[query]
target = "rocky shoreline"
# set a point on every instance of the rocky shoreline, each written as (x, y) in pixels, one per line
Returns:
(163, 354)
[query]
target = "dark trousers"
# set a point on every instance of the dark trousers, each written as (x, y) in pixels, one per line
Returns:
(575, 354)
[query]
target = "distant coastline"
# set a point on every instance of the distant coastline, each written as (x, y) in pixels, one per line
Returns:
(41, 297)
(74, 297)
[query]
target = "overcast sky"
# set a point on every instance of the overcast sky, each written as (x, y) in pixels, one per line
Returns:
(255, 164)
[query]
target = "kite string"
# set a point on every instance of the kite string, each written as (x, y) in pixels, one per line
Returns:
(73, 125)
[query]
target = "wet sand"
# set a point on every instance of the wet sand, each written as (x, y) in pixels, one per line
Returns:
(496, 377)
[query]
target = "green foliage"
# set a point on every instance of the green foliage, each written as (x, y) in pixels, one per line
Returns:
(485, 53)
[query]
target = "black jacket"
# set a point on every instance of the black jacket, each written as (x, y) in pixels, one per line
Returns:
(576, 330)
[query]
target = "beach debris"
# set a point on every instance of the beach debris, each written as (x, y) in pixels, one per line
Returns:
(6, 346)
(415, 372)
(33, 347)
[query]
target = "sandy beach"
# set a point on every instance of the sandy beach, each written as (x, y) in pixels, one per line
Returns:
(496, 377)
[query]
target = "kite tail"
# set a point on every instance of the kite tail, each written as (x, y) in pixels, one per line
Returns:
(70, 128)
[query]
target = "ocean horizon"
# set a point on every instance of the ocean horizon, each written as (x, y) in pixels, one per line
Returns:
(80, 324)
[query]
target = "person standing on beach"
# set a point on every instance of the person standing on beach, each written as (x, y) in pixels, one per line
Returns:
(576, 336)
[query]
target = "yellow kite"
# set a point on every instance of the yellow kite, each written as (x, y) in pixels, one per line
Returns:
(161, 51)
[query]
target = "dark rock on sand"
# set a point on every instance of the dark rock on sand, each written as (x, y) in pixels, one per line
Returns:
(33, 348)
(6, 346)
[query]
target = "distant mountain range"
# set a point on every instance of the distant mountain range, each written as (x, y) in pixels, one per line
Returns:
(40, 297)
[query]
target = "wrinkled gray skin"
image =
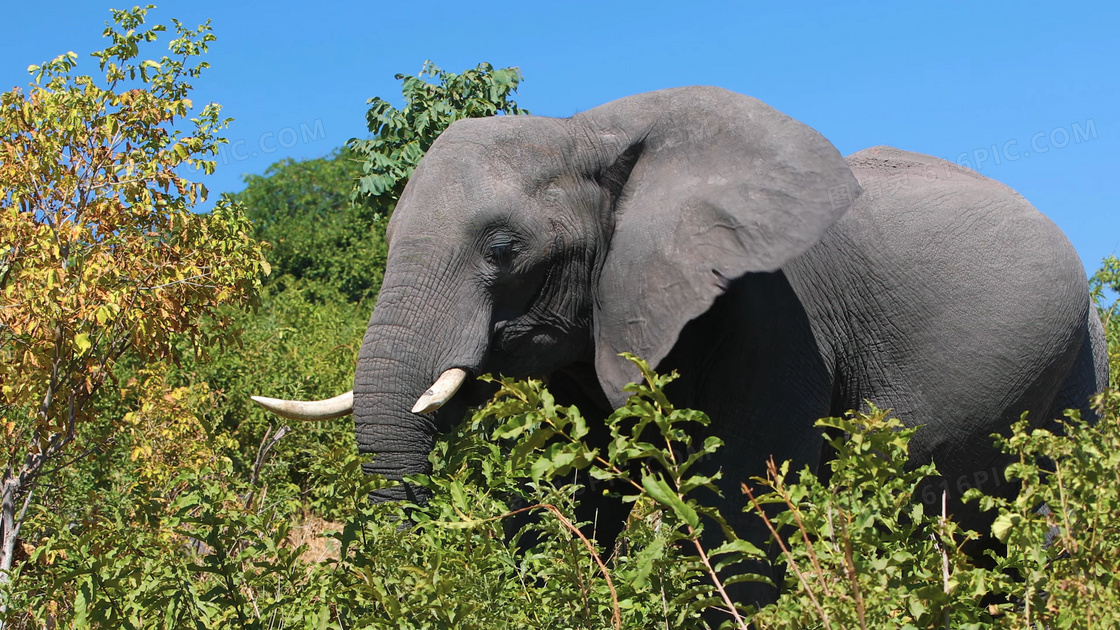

INSTRUCTIONS TO FOLLOW
Write the number of lines in the data above that contain "beach", adding no other words.

EXERCISE SOLUTION
6